**The exercise**
Reproduce every one of the items below word for word, in the same order.
────────────────
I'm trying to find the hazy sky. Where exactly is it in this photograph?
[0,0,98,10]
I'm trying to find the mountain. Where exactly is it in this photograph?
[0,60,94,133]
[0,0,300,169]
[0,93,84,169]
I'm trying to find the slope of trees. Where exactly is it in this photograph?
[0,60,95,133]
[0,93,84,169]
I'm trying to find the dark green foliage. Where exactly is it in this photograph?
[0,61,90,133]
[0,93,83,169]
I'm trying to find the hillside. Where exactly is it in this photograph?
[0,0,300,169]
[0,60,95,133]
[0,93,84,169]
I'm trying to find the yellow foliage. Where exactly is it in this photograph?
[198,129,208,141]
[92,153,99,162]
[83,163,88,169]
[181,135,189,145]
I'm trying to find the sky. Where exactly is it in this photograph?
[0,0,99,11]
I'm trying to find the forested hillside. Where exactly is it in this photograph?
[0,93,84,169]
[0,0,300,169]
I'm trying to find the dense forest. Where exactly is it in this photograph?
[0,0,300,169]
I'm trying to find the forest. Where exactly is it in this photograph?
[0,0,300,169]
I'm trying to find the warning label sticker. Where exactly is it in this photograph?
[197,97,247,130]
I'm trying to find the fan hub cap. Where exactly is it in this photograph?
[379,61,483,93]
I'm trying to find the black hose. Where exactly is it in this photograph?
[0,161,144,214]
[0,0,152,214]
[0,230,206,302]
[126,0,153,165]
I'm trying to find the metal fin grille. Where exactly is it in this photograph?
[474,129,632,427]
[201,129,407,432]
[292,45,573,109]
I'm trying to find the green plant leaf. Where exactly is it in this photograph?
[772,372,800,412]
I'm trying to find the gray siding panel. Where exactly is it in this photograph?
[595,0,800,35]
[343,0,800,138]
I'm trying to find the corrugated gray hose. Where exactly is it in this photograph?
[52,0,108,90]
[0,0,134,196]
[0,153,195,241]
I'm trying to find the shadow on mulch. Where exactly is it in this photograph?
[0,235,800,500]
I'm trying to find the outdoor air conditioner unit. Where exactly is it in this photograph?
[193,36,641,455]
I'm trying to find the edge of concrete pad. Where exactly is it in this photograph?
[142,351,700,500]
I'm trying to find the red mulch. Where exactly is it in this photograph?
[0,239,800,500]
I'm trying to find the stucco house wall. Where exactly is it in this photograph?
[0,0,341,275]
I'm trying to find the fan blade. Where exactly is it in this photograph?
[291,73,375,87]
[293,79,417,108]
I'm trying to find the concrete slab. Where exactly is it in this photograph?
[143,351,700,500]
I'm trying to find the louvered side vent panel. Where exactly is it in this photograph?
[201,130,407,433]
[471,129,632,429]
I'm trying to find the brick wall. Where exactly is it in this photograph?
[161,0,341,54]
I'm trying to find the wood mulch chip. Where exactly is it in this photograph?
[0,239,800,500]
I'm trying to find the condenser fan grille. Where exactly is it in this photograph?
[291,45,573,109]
────────────────
**Complete output**
I'm trying to find the hazy sky. Where exactly is it in this photograph?
[0,0,98,10]
I'm trying to find the mountain. Where exactly is it in this photograph?
[0,60,94,133]
[0,0,300,169]
[0,93,84,169]
I'm trying to find the slope of trees. Where exactly is it in this photograph?
[0,60,95,133]
[0,93,84,169]
I'm trying to find the dark green foliage. Where exactly is it in this photograph?
[0,61,90,133]
[0,93,83,169]
I'm trying to find the hillside. Where exactly is it in this photograph?
[0,0,300,169]
[0,60,95,133]
[0,93,84,169]
I'm trying to find the yellow foliage. Where exactly is it in this photograph?
[198,129,208,141]
[92,153,99,162]
[83,163,88,169]
[181,135,189,145]
I'm trying to find the sky. Where exactly is it in this photograph?
[0,0,99,11]
I'm trying to find the forested hillside. Where exactly is it in this photograph?
[0,93,84,169]
[0,0,300,169]
I'm trying to find the dense forest. Where exactly is it in this photograph?
[0,0,300,169]
I'm trying to find the forest. Where exactly is it in this photograph?
[0,0,300,169]
I'm trying to find the warning label sticker. Where exactly is it in this photograph?
[197,97,247,130]
I'm trying to find the fan hub cap. Where exactly is it in this photograph?
[379,61,483,93]
I'm trying to find the black hose. Where exactly is it in this photograph?
[0,161,144,214]
[0,0,152,214]
[0,230,206,302]
[126,0,153,165]
I'm trying to find the metal fin grille. Where exactly is it in this photograph?
[474,129,632,427]
[201,129,407,432]
[292,45,573,109]
I'm trying to find the green plant leaf. Where exactly is it in this photograph?
[772,372,800,412]
I'm trying to find the gray siding panel. Where exactly is it in this photograph?
[595,0,800,35]
[343,0,800,138]
I'm trying to find the corrugated gray hose. Where exactly is it in this photograph?
[52,0,108,90]
[0,0,134,196]
[0,153,195,241]
I'm trying to find the shadow on mulch. Where exactly is it in this photograph?
[0,235,800,500]
I'm trying to find the outdoor air conditioner unit. Where exactly is it in this photograph?
[193,36,641,455]
I'm trying to find the edge of concrete pad. Where exactly is it in this photograph?
[142,351,700,500]
I'm trying to find the red mulch. Where exactly is it in this photograph?
[0,239,800,500]
I'm trying to find the stucco house wall. Where exactly is it in this photograph?
[0,0,341,275]
I'm trying to find the fan blade. Where exactly is it in this photograph?
[291,73,375,87]
[293,79,417,108]
I'm trying to find the concrete slab. Where exactly is it in this photograph?
[143,351,700,500]
I'm trying to find the louvered side vent panel. Where exactly is it in this photograph?
[201,130,407,433]
[471,129,632,429]
I'm trying to find the brick wall. Where exactly is it in this photograph?
[161,0,341,54]
I'm trying to find the wood mulch chip. Where exactly is it in this photograph?
[0,239,800,500]
I'm trying to find the condenser fan grille. Where exactly is it in this photograph?
[291,45,573,109]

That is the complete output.